- **Text passage**
Commutation of Spin, Angular and Spin-Orbital Momentum

Marichu T. Miscala

In quantum mechanics, the presence of spin-orbit coupling gives rise to the Hamiltonian that will no longer commute with $\vec{L}$ , and $\vec{S}$ , so the spin and orbital momenta are not separately conserved.

In order to understand this concept better, a commutation problem for orbital angular momentum $\vec{L}$ , spin $\vec{S}$ , and spin-orbital momentum $\vec{J}$ is presented here.

Consider the fundamental commutation relations for angular momentum. The individual components of the spin $\vec{S}$ do not commute with each other. That is,

$[S_x,S_y] = i\hbar S_z$ ; $[S_y,S_z] = i\hbar S_x$ ; $[S_z,S_x] = i\hbar S_y$ ;

The commutation relation for the ‘instrinsic’ angular momentum $\vec{S}$ is much like a ‘carbon copy’ to that of the ‘extrinsic’ angular momentum $\vec{L}$

$[L_x,L_y] = i\hbar L_z$ ; $[L_y,L_z] = i\hbar L_x$ ; $[L_z,L_x] = i\hbar L_y$ ;

But the spin-obit Hamiltonian does commute with $L^2$ , $S^2$ and the total angular momentum $\vec{J}$ which is

$\vec{J} = \vec{L} + \vec{S}$

From the given fundamental commutation relations above, we then now seek the commutators of the following commutation relations:

(a.) $[\vec{L}.\vec{S},\vec{L}]$ (b.) $[\vec{L}.\vec{S},\vec{S}]$ (c.) $[\vec{L}.\vec{S},J]$

(d.) $[\vec{L}.\vec{S},L^2]$ (e.) $[\vec{L}.\vec{S},S^2]$ (f.) $[\vec{L}.\vec{S},J^2]$

As a hint here, $\vec{L}$ and $\vec{S}$ satisfy the fundamental commutation relations for angular momentum, but $\vec{L}$ and $\vec{S}$ commute with each other.

- **Stored data**

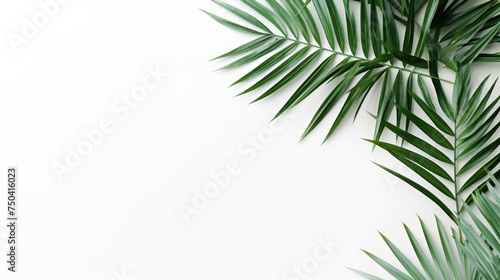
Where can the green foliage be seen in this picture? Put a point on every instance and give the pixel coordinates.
(471, 254)
(450, 143)
(298, 47)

- **Task to complete**
Set down word for word the part of the text on spin and orbital momentum starting with "In order to" and going on through "is presented here.".

- **Exercise result**
In order to understand this concept better, a commutation problem for orbital angular momentum $\vec{L}$ , spin $\vec{S}$ , and spin-orbital momentum $\vec{J}$ is presented here.